▶ AIM OF THE EXERCISE
In the guide on remortgaging to release equity below, restate everything from "For many lenders" down to "making numerous applications.", swapping each "lenders" for "providers".

There are lots of situations where you need to borrow more money – that extension you want to add, those debts that the interest rate keeps climbing on, the new bathroom you really need. Whatever the reason, a remortgage to release equity can be the ideal solution and this guide will walk you through the various options and scenarios to help you know if this is the right option for you.
As mortgage brokers, we deal with a range of lenders who will help with all kinds of different situations, financial and work-related. So don’t be afraid to reach out, no matter what the situation!
How does remortgaging to release equity work?
For many lenders across the UK, there is no problem borrowing more money as long as you can pass their eligibility checks. Different lenders do have their own criteria to qualify for a mortgage, how much you can borrow depending on the equity in the property and rules around your credit history. When you work with a broker, you can get the best of these without making numerous applications.
Equity is the portion of the property that you own, that you have paid off the mortgage on and is a huge asset. To calculate the equity, take the balance of the mortgage and any secured debt from the value of the house. This is your equity. And you can borrow some of this to generate cash for different reasons.
When you look to borrow more money, it is often the case that we go to the bank and ask to remortgage what we have. And this can work but there are lots of different options to consider. Here are a few examples.
Full remortgaging for additional borrowing
This is where you take an entirely new mortgage and clear your existing one so that you can release some of the equity in the home
Second mortgage or secured loan
This is where you leave your existing mortgage as it is and take either a second mortgage or a secured loan against the property to release some equity.
How to remortgage to release equity
Many UK lenders offer the facility to remortgage in order to release some equity as long as you pass their eligibility checks. They will often consider up to 75-85% of the value of the property, occasionally as high as 90% depending on what you want the money for. There are also secured homeowner loans that let you borrow over 100% of the value of the property but the rates for these are usually much higher than a normal mortgage.
The first step is to consider your eligibility for the mortgage. They will look at factors such as:
- How much equity in the home?
- Your age (some have upper age limits)
- Income and employment status – lenders have to check you can afford the mortgage, but different lenders look at your situation differently
- Credit history – clean helps but there are lenders who will help with a wide variety of bad credit problems
- Is it a large loan? These are typically loans over £500-750,000 that have different lending rules
- Property factors such as age and construction type
Common questions around equity release
Let’s look at some of the most common questions we are asked around equity release remortgaging.

(Items from a data source)
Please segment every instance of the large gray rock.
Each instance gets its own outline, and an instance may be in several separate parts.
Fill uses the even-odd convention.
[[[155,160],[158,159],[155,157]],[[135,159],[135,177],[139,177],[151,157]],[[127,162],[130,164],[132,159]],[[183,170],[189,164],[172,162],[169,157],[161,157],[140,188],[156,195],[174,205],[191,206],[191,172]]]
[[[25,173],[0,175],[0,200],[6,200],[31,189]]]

▶ TASK RESPONSE
For many providers across the UK, there is no problem borrowing more money as long as you can pass their eligibility checks. Different providers do have their own criteria to qualify for a mortgage, how much you can borrow depending on the equity in the property and rules around your credit history. When you work with a broker, you can get the best of these without making numerous applications.